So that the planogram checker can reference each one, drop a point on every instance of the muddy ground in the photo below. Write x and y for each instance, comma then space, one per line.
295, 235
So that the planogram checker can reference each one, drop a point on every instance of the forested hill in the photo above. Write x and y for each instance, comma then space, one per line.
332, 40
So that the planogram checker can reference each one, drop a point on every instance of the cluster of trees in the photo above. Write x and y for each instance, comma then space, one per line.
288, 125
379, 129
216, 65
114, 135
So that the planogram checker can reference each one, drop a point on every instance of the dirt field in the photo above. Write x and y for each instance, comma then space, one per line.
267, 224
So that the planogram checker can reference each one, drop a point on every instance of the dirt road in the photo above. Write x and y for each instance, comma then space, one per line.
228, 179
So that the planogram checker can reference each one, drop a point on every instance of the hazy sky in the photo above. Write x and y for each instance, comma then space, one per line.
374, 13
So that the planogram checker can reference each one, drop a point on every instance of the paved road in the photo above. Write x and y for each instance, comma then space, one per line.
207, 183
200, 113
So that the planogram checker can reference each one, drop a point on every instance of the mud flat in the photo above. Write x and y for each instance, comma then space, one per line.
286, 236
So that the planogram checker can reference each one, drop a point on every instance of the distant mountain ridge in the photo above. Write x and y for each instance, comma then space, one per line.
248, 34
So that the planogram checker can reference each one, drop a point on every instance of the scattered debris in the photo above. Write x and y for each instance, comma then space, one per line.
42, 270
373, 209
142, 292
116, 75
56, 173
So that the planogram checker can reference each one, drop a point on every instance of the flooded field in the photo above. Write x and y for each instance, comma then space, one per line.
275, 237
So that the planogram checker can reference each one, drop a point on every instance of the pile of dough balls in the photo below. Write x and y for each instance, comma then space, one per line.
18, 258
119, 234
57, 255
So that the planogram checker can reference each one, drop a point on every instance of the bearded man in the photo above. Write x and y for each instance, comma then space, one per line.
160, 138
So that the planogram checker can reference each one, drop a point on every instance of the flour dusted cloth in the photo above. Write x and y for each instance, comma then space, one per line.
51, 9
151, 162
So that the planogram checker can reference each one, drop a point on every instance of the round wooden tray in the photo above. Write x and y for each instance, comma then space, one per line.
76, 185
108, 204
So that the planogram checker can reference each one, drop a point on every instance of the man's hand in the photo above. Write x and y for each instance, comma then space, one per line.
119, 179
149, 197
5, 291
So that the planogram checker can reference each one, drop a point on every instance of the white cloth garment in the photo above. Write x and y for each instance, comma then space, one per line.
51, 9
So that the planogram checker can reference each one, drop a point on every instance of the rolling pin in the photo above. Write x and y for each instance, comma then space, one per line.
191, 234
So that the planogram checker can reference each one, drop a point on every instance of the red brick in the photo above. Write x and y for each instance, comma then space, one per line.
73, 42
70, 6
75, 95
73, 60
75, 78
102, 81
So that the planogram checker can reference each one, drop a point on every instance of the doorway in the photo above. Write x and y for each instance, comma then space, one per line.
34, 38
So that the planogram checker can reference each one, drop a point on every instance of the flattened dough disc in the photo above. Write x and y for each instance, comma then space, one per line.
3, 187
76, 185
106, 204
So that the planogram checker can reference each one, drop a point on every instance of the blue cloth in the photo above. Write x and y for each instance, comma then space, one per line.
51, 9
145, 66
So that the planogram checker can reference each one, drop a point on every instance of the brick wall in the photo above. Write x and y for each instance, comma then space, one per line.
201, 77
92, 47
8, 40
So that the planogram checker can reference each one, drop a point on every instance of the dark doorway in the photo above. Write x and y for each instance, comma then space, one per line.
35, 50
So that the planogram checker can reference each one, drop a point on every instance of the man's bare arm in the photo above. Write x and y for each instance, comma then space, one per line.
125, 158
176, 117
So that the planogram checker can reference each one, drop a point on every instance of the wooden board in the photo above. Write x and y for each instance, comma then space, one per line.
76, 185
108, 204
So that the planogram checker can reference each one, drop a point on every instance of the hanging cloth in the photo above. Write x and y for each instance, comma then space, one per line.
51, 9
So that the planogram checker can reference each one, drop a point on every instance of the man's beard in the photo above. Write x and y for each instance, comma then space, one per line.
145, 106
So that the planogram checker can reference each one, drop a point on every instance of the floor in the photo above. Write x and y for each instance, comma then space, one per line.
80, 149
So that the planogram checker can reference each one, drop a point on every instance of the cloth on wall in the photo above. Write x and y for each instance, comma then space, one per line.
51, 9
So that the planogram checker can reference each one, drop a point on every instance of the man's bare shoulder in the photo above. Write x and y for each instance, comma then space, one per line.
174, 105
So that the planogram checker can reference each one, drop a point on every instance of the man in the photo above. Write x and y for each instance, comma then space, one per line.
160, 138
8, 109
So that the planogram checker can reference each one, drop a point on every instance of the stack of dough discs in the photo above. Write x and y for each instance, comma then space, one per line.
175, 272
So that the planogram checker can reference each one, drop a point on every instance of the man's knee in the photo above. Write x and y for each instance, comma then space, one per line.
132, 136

※

▶ [Task to carry out]: Each line of the records above should be copied exactly.

▶ [Task result]:
So that the planogram checker can reference each one, drop a point on every instance of the muddy ground in the photo below. Write x and y for each instance, comma then space, one per line.
295, 235
So that the planogram checker can reference each one, drop a point on every instance of the forested hill in the photo above. Write x and y for each instance, comma then space, one per line.
332, 40
So that the planogram checker can reference each one, drop a point on every instance of the cluster of trees in the photo above. Write x and y for each instance, comma then space, one per line.
288, 125
379, 129
216, 65
114, 135
So that the planogram checker can reference each one, drop a point on every instance of the dirt field in the photo above. Write x and y for each instance, comma then space, one per line.
267, 224
So that the planogram checker can reference each one, drop a point on every instance of the dirt road in the photo above. Write x and y for each instance, comma then space, one per line.
228, 179
So that the planogram checker can reference each one, drop a point on every instance of the hazy sky in the photo above. Write x and y for each instance, comma then space, one per line.
374, 13
So that the planogram checker can reference each one, drop a point on every instance of the paved road in the photo above. Write x and y for each instance, comma then space, one per line.
207, 183
200, 113
So that the planogram checker can reference each one, drop a point on every instance of the mud flat in the photo above. Write x and y for each instance, comma then space, one per line.
286, 236
So that the planogram checker can reference each one, drop a point on every instance of the distant mountain ridge in the photo above. Write x and y for each instance, comma then space, one per line.
248, 34
So that the planogram checker can reference each one, drop a point on every instance of the scattered debris in the photo above. Write x and y for each instance, comma then space, one per line.
42, 270
373, 209
142, 292
116, 75
56, 173
So that the planogram checker can reference each one, drop a point on every instance of the flooded field in the photo above. Write x and y for each instance, comma then space, one per line.
275, 237
So that the planogram checker can reference each one, drop a point on every instance of the pile of dough balls in the photo below. Write x and y for each instance, comma then space, one per line.
18, 258
119, 234
57, 255
So that the planogram checker can reference each one, drop a point on every instance of the bearded man in the photo above. Write x and y for each instance, comma then space, one per line.
160, 138
So that the planogram checker can reference each one, drop a point on every instance of the flour dusted cloth in the photo above. Write x and y for each instance, comma then space, one per line.
51, 9
151, 162
So that the planogram checker can reference each one, drop a point on every instance of the round wooden tray in the photo above. Write x and y for each instance, comma then space, one per line.
76, 185
108, 204
So that the planogram checker can reference each one, drop a point on every instance of the man's hand in the photo above. Write x and y for each instance, comma then space, one per line.
119, 179
149, 197
5, 291
So that the planogram checker can reference each one, drop a point on every instance of the white cloth garment in the photo above. Write x and y for each instance, comma then space, one per line.
51, 9
So that the planogram checker can reference each one, drop a point on every instance of the rolling pin in the photo above. Write x and y for each instance, comma then space, one per line.
191, 234
So that the planogram checker can reference each one, drop a point on every instance of the red brick in the photo above. Write x and y for each instance, comma then space, one per line.
73, 42
70, 6
75, 95
73, 60
75, 78
102, 81
So that the planogram checker can reference each one, drop a point on every instance of the doorway in the photo above. Write x and y for each instance, comma then space, one per line.
34, 38
So that the planogram checker can reference each one, drop a point on every instance of the flattened dough disc in the photo above. Write x and y for each instance, comma then space, one per line.
3, 187
76, 185
106, 204
So that the planogram checker can reference each one, drop a point on every instance of the blue cloth in the photo above. Write x and y for each instance, comma then space, one per line.
51, 9
145, 66
So that the planogram checker can reference each one, drop a point on every instance of the brick wall in the photo above. Write x and y for each instance, comma then space, one per line.
201, 77
92, 47
8, 40
So that the planogram checker can reference each one, drop a point on every instance of the dark doorway in the photo above. Write x and y for each instance, comma then space, one per line.
35, 50
So that the planogram checker can reference each one, drop a point on every instance of the man's bare arm in the photo above. Write x and y for each instance, comma then space, one per line.
125, 158
176, 117
So that the planogram checker can reference each one, drop a point on every instance of the wooden board in the photo above. Write x and y for each instance, comma then space, one per line.
76, 185
108, 204
So that the planogram checker can reference each one, drop a point on every instance of the hanging cloth in the photo above. Write x and y for each instance, comma then space, one per line.
51, 9
So that the planogram checker can reference each one, drop a point on every instance of the man's beard in the photo above. Write x and y for each instance, comma then space, one per line.
145, 106
So that the planogram checker can reference each one, drop a point on every instance of the floor in the photo above. Write x and y for each instance, comma then space, one per line.
80, 149
So that the planogram checker can reference each one, drop a point on every instance of the cloth on wall in the photo above. Write x and y for each instance, comma then space, one per line.
51, 9
So that the planogram checker can reference each one, drop a point on every instance of the man's bare shoulder in the photo above. Write x and y for each instance, comma then space, one per line.
174, 105
So that the planogram checker can reference each one, drop a point on every instance of the man in the photo above. Write x and y for each instance, comma then space, one per line.
160, 138
8, 109
So that the planogram checker can reference each one, drop a point on every instance of the stack of dough discs in the photo above. Write x and y for each instance, comma then space, one per line.
175, 272
So that the planogram checker can reference each one, drop a point on every instance of the man's knee in the photo above. Write x and y for each instance, comma then space, one per line.
132, 136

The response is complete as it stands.